Collected data:
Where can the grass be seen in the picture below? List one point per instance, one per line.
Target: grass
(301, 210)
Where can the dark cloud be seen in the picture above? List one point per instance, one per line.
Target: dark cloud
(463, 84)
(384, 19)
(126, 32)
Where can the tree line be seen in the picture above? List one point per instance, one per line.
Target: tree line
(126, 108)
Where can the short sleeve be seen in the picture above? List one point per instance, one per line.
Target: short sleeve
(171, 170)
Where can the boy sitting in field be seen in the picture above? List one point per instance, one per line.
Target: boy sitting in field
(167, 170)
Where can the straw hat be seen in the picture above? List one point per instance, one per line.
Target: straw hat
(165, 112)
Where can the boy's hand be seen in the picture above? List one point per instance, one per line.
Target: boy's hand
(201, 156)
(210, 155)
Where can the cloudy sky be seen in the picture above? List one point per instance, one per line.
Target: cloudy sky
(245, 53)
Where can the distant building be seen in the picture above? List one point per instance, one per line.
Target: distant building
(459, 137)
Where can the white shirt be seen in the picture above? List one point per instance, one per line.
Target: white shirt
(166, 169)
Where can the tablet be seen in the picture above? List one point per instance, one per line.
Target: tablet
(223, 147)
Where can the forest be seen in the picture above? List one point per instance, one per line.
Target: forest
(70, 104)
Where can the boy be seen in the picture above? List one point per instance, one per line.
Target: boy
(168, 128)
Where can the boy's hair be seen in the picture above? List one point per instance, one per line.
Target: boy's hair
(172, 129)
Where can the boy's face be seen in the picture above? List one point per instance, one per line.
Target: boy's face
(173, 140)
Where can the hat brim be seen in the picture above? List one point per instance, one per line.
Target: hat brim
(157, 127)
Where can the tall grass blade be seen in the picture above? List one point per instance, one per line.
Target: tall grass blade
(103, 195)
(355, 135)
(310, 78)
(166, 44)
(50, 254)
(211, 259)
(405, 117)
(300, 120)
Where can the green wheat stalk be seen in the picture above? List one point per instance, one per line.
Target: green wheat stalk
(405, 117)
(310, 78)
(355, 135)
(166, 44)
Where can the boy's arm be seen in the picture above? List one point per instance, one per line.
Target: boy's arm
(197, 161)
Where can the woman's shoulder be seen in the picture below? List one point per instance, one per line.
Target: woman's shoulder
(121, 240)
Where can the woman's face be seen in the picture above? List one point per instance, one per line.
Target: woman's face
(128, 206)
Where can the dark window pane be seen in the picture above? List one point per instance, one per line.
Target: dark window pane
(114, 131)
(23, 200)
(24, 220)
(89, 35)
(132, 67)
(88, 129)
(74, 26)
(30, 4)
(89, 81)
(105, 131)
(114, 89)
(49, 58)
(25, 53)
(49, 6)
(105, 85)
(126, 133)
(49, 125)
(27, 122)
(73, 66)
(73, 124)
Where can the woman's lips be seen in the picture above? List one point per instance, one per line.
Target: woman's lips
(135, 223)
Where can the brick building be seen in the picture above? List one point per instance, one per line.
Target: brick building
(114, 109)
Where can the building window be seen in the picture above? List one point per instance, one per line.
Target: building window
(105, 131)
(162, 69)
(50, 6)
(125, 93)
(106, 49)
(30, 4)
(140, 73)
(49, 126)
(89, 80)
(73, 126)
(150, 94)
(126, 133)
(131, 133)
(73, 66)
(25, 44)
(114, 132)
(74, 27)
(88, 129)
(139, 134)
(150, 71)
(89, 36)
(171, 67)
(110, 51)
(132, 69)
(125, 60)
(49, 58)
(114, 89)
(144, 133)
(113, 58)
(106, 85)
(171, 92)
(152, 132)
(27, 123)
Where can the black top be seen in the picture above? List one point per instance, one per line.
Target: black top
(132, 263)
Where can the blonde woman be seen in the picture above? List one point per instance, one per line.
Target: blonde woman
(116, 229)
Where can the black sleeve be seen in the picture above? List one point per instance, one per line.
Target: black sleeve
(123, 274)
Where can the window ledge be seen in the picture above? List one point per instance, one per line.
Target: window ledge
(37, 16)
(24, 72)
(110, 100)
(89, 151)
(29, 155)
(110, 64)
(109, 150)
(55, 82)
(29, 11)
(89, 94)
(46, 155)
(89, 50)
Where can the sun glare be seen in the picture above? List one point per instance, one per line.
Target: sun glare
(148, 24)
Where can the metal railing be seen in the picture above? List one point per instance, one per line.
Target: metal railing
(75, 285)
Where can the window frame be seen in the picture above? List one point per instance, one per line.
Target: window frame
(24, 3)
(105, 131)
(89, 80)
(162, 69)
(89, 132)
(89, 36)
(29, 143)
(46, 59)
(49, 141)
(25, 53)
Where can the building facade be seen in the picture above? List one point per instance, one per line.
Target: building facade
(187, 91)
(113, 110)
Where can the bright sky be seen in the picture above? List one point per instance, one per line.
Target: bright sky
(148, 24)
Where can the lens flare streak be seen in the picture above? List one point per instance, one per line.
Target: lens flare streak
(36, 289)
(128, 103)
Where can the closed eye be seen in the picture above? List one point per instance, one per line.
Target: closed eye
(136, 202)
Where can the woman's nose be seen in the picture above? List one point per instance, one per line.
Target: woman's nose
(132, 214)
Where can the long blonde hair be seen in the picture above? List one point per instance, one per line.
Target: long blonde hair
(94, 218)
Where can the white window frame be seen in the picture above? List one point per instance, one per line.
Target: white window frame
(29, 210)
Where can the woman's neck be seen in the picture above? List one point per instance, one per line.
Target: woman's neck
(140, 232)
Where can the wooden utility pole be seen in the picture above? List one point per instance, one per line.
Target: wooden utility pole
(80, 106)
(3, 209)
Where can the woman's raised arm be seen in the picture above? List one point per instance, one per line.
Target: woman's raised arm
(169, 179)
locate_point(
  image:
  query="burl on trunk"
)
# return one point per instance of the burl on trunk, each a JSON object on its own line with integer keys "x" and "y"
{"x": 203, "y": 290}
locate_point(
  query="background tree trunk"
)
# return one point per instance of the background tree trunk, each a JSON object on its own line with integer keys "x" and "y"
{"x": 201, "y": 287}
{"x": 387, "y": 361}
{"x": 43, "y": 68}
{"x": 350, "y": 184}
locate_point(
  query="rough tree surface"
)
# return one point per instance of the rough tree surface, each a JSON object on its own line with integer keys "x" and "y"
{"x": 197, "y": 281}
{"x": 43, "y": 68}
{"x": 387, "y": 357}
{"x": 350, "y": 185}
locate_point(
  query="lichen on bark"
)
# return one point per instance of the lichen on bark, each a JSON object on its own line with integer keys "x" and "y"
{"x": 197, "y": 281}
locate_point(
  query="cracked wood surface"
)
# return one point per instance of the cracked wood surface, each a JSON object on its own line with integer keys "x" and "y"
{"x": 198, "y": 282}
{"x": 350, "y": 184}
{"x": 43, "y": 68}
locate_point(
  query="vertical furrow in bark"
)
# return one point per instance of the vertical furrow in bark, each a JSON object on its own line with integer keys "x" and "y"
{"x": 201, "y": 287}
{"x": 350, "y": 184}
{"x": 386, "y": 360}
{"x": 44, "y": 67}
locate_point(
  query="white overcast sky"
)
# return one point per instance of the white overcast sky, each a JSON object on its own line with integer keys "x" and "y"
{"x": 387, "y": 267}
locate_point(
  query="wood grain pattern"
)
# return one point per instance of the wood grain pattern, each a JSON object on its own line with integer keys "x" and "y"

_Work to be completed_
The answer is the full set of records above, repeated exactly.

_Solved problem_
Where can the grass be seen in the picture below? List one point per instance, one per line.
Target: grass
(301, 210)
Where can the dark cloud be seen in the picture above? List one point per instance, one per line.
Target: dark cloud
(463, 84)
(384, 19)
(126, 32)
Where can the tree line be seen in the picture above? List one point per instance, one per line.
Target: tree line
(126, 108)
Where can the short sleeve be seen in the picture above? List one point per instance, one per line.
Target: short sleeve
(171, 170)
Where can the boy sitting in field be seen in the picture above? List one point per instance, one per line.
Target: boy sitting in field
(167, 170)
Where can the straw hat be seen in the picture above? List one point per instance, one per line.
Target: straw hat
(165, 112)
Where can the boy's hand be seen in the picture above? List one point per instance, one per line.
Target: boy's hand
(201, 156)
(210, 155)
Where can the cloudy sky be seen in the picture above? List one point per instance, one per line.
Target: cloudy sky
(245, 53)
Where can the distant building be seen in the picture above? List one point per instance, one per line.
Target: distant building
(459, 137)
Where can the white shirt be seen in the picture above? List one point per instance, one per line.
Target: white shirt
(166, 169)
Where can the tablet be seen in the picture above? List one point per instance, one per line.
Target: tablet
(223, 147)
Where can the forest be seen in the picture above? List one point per instance, one per line.
Target: forest
(70, 104)
Where can the boy be seen in the picture above? List one point per instance, one per line.
Target: boy
(168, 128)
Where can the boy's hair be seen in the picture above? List one point per instance, one per line.
Target: boy's hair
(172, 129)
Where can the boy's face be seen in the picture above? List one point per instance, one per line.
Target: boy's face
(173, 140)
Where can the hat brim be seen in the picture above? List one point per instance, one per line.
Target: hat brim
(157, 127)
Where can the tall grass blade be seen in the picture above? List one point per instance, one per line.
Target: tall grass blade
(103, 195)
(355, 135)
(310, 78)
(166, 44)
(50, 254)
(211, 259)
(405, 117)
(300, 120)
Where can the green wheat stalk be seen in the picture above? List one point per instance, one per line.
Target: green wheat stalk
(405, 117)
(310, 78)
(355, 135)
(166, 44)
Where can the boy's arm be seen in the picture above? List one point per instance, one per line.
Target: boy's arm
(197, 161)
Where can the woman's shoulder be seen in the picture below? List one point per instance, one per line.
Target: woman's shoulder
(121, 240)
Where can the woman's face be seen in the picture above? List one point per instance, one per line.
Target: woman's face
(128, 206)
Where can the dark window pane be seen in the picture above? List one point per instance, one per line.
Target: dark window pane
(114, 131)
(23, 200)
(24, 220)
(89, 35)
(132, 67)
(88, 129)
(74, 26)
(30, 4)
(89, 81)
(105, 131)
(114, 89)
(49, 58)
(25, 53)
(49, 6)
(105, 85)
(126, 133)
(49, 125)
(27, 122)
(73, 66)
(73, 124)
Where can the woman's lips be seen in the picture above? List one point per instance, one per line.
Target: woman's lips
(135, 223)
Where can the brick building be seen in the picture above? List one point per instance, one per line.
Target: brick building
(114, 109)
Where can the building window be seen in the picture above? List one point per instance, one per line.
Target: building window
(105, 131)
(162, 69)
(50, 6)
(125, 93)
(106, 49)
(30, 4)
(140, 73)
(49, 126)
(89, 80)
(73, 126)
(150, 94)
(126, 133)
(131, 133)
(73, 66)
(25, 44)
(114, 132)
(74, 27)
(88, 129)
(139, 134)
(150, 71)
(89, 36)
(171, 67)
(110, 51)
(132, 69)
(125, 60)
(49, 58)
(114, 89)
(144, 133)
(113, 58)
(106, 85)
(171, 92)
(152, 132)
(27, 123)
Where can the black top be seen in the picture above? List one point per instance, one per line.
Target: black top
(132, 263)
Where can the blonde woman be seen in the picture above? List one point per instance, one per line.
Target: blonde woman
(116, 229)
Where can the black sleeve be seen in the picture above? List one point per instance, one per line.
Target: black sleeve
(123, 274)
Where can the window ledge be seen in the picture above? List one point per instance, one per line.
Target: window ledge
(37, 16)
(24, 72)
(110, 100)
(89, 151)
(29, 155)
(110, 64)
(109, 150)
(55, 82)
(29, 11)
(89, 94)
(46, 155)
(89, 50)
Where can the sun glare be seen in the picture above? List one point per instance, one per line.
Target: sun glare
(148, 24)
Where can the metal railing be seen in the picture above? List one point per instance, one per line.
Target: metal railing
(75, 285)
Where can the window frame be seen in the picture above? List one point per instance, one per line.
Target: window frame
(24, 3)
(105, 131)
(89, 80)
(162, 69)
(89, 132)
(89, 36)
(29, 143)
(46, 59)
(49, 141)
(25, 53)
Where can the building facade be seen in the picture above? List one point per instance, one per line.
Target: building facade
(187, 91)
(113, 110)
Where can the bright sky be seen in the picture above? List one point per instance, one per line.
Target: bright sky
(148, 24)
Where can the lens flare streak be seen in the picture above? List one point per instance, one per line.
Target: lens flare streak
(36, 289)
(128, 103)
Where can the closed eye be seen in the picture above? List one point per instance, one per line.
Target: closed eye
(136, 202)
Where can the woman's nose be seen in the picture above? List one point per instance, one per line.
Target: woman's nose
(132, 214)
Where can the long blonde hair be seen in the picture above? List one point per instance, one per line.
Target: long blonde hair
(94, 218)
Where can the white window frame be seen in the picture above? List one point per instance, one per line.
Target: white window frame
(29, 210)
Where can the woman's neck be seen in the picture above? List one point per instance, one per line.
Target: woman's neck
(140, 232)
Where can the wooden utility pole be seen in the picture above? List one point per instance, one per line.
Target: wooden utility pole
(80, 106)
(3, 209)
Where can the woman's raised arm be seen in the picture above? List one point per instance, one per line.
Target: woman's raised arm
(169, 179)
locate_point(
  image:
  query="burl on trunk"
)
# return one point per instance of the burl on trunk, each a JSON object on its own line with integer keys "x" and "y"
{"x": 203, "y": 290}
locate_point(
  query="background tree trunk"
)
# return one point per instance of the background tree trunk, each a JSON object on its own line with integer keys "x" and "y"
{"x": 201, "y": 287}
{"x": 387, "y": 361}
{"x": 43, "y": 68}
{"x": 350, "y": 184}
locate_point(
  query="rough tree surface"
)
# return one point per instance of the rough tree surface, each a JSON object on its own line with integer keys "x" and "y"
{"x": 197, "y": 281}
{"x": 43, "y": 68}
{"x": 387, "y": 357}
{"x": 350, "y": 185}
locate_point(
  query="lichen on bark"
)
# return one point per instance of the lichen on bark, each a JSON object on its own line with integer keys "x" and "y"
{"x": 197, "y": 281}
locate_point(
  query="cracked wood surface"
)
# return one point per instance of the cracked wood surface, each a JSON object on its own line with integer keys "x" and "y"
{"x": 198, "y": 282}
{"x": 350, "y": 184}
{"x": 43, "y": 68}
locate_point(
  query="vertical furrow in bark"
)
# return one point per instance of the vertical furrow in bark, each a JSON object on its own line with integer keys "x" and "y"
{"x": 201, "y": 287}
{"x": 350, "y": 184}
{"x": 386, "y": 360}
{"x": 44, "y": 67}
locate_point(
  query="white overcast sky"
)
# return one point per instance of the white overcast sky, each a JSON object on its own line with integer keys "x" and "y"
{"x": 387, "y": 267}
locate_point(
  query="wood grain pattern"
)
# return one point per instance of the wood grain pattern, each a JSON object on its own line with integer keys "x" and "y"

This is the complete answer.